◆ Exercises:
a – Sum up the passage about Mar Menor in two sentences.
b – Carry on the passage about Mar Menor, picking up after its final sentence.

◆ Given passage:

......

Hydrogeology is the science that studies aquifers, their replenishment, movement, and circulation. We can’t forget that the volume of groundwater is much higher than that of the water in our rivers and lakes, though we sometimes forget about it because it’s not so obvious.
These days, and recurrently in recent years, we see shocking images of tons of dead fish in Mar Menor. Much is said about its possible causes and who may be to blame. The problem’s origin is complex and historical, as Professor José Luis Garcia Aróstegui, a scientist at IGME-CSIC and an associate professor at UMD, recently explained on a Murcia television station.
What is clear is that the problem of Mar Menor cannot be solved without acting on the aquifer, especially its most superficial stratum. That layer is also called the quaternary stratum because of the materials that compose it: sands, silts, clays, and gravel, as José Luís Garcia said. This aquifer occupies the entire area of Cartagena, about 1,000 km2. One important part of this aquifer’s discharge zone is none other than Mar Menor.
The origin of the problem in Mar Menor
Irrigation has been practiced in this area for more than a century, basically with groundwater at first. In those years, the aquifer was overused. The main result was the drop in the water table and the hydraulic imbalance with the neighboring Mediterranean Sea. This produced an effect of marine intrusion in the upper aquifer in the 1960s and ’70s, increasing its salinization. Brackish water can’t be used directly for irrigation without first going through a desalination process at a desalination plant for brackish water.
Then came the water from the Tajo-Segura diversion project when construction was completed in 1978. And of course, farmers preferred this water for its quality. Since groundwater was no longer used, the levels rose, addressing the problem of marine intrusion naturally. However, the opposite problem appeared: the aquifer began to flow into Mar Menor.

......

◆ Records in a dataset:

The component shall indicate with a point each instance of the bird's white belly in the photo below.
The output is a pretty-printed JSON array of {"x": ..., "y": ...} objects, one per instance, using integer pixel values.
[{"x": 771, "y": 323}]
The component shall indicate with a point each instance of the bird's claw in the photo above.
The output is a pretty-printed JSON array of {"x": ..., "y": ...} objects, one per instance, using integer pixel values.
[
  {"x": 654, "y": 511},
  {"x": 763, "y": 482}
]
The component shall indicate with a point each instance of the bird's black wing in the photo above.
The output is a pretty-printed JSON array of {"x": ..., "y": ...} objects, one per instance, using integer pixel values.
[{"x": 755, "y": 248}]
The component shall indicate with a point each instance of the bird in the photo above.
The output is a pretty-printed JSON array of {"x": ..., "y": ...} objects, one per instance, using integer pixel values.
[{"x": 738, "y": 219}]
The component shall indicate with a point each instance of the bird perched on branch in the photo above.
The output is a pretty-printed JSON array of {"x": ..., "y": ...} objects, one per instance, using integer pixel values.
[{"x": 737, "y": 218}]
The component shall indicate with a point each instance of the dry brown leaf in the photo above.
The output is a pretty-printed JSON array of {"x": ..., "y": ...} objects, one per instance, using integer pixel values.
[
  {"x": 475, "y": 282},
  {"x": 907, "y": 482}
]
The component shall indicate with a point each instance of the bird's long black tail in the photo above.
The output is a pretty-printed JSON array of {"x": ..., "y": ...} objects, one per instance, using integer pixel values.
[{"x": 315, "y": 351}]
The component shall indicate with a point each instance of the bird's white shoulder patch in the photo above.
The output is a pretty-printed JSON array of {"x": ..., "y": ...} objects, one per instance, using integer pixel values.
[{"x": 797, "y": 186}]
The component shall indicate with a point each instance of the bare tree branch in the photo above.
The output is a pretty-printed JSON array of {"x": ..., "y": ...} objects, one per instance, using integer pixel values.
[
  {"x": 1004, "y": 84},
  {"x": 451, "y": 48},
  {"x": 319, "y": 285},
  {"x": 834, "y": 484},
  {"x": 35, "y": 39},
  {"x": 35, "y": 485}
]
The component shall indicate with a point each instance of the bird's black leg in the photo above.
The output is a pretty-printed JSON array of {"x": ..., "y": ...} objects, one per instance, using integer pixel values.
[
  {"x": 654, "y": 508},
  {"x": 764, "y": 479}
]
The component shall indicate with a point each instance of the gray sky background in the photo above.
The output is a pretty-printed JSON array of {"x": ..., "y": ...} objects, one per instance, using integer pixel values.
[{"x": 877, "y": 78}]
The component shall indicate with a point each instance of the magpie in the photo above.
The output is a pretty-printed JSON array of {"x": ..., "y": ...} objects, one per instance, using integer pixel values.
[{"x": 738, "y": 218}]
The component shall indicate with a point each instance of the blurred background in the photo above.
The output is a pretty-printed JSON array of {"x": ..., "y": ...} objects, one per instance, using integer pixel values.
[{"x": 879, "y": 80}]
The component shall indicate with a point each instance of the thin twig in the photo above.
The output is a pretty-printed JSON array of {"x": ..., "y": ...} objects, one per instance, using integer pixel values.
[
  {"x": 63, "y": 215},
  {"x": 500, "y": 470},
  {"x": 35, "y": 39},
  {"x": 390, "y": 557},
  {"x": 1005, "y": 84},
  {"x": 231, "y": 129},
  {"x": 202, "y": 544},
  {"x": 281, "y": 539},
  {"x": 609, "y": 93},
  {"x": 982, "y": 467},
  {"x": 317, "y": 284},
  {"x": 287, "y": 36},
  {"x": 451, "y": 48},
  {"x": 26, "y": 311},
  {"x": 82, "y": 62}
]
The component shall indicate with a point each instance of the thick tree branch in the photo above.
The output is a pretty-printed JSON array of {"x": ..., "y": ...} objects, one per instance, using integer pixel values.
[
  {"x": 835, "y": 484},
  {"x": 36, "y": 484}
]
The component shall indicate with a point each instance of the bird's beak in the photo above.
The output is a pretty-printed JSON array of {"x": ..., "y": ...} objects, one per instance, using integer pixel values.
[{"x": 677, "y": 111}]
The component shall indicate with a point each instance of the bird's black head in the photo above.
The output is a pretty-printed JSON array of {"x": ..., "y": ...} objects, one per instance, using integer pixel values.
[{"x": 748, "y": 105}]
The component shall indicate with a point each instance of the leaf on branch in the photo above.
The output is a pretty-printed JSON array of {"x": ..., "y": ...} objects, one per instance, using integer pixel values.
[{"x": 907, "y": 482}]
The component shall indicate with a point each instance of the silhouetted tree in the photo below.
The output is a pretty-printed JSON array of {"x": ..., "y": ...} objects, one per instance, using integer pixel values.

......

◆ Answers to the tasks:
a – The repeated fish deaths in Mar Menor come from a complex, historical problem that cannot be solved without acting on the shallow quaternary aquifer covering the Cartagena area, whose discharge zone includes Mar Menor. More than a century of irrigation, first with groundwater, overused that aquifer and let seawater intrude, and after the Tajo-Segura diversion water arrived in 1978, groundwater levels rose until the aquifer began flowing into Mar Menor.

b –
The rise in the aquifer’s levels continued until the 1990s. Since then, it has stayed more or less stable, varying in times of more or less rainfall, or use and replenishment. This is because the aquifer’s use never fully stops, given that it is a resource that complements the diversion. It is basically used in times of higher drought, but it requires desalination plants due to its high salinity.
All this time, agriculture has kept expanding, and the addition of nutrients as fertilizer hasn’t stopped. This process of extraction, fertilization, irrigation, and infiltration over the decades has only increased the concentration of nutrients in the aquifer. Nitrates are particularly notable, but these also include other essential nutrients for life, such as potassium, magnesium, sulfates, calcium, etc.
Desalination plants for both seawater and brackish water generate a high-quality permeate and a concentrate or brine that must be managed properly. Here, this was not always the case, and these brines that are loaded with salts and nutrients were discharged back into the aquifer, thus making the problem worse.
Recently, the aquifer’s use has been further reduced due to the pressure in the direction of the desalination plants, and the water table has risen substantially. As a result, the brackish water emerges and flows through the watercourses to Mar Menor, loaded with nutrients.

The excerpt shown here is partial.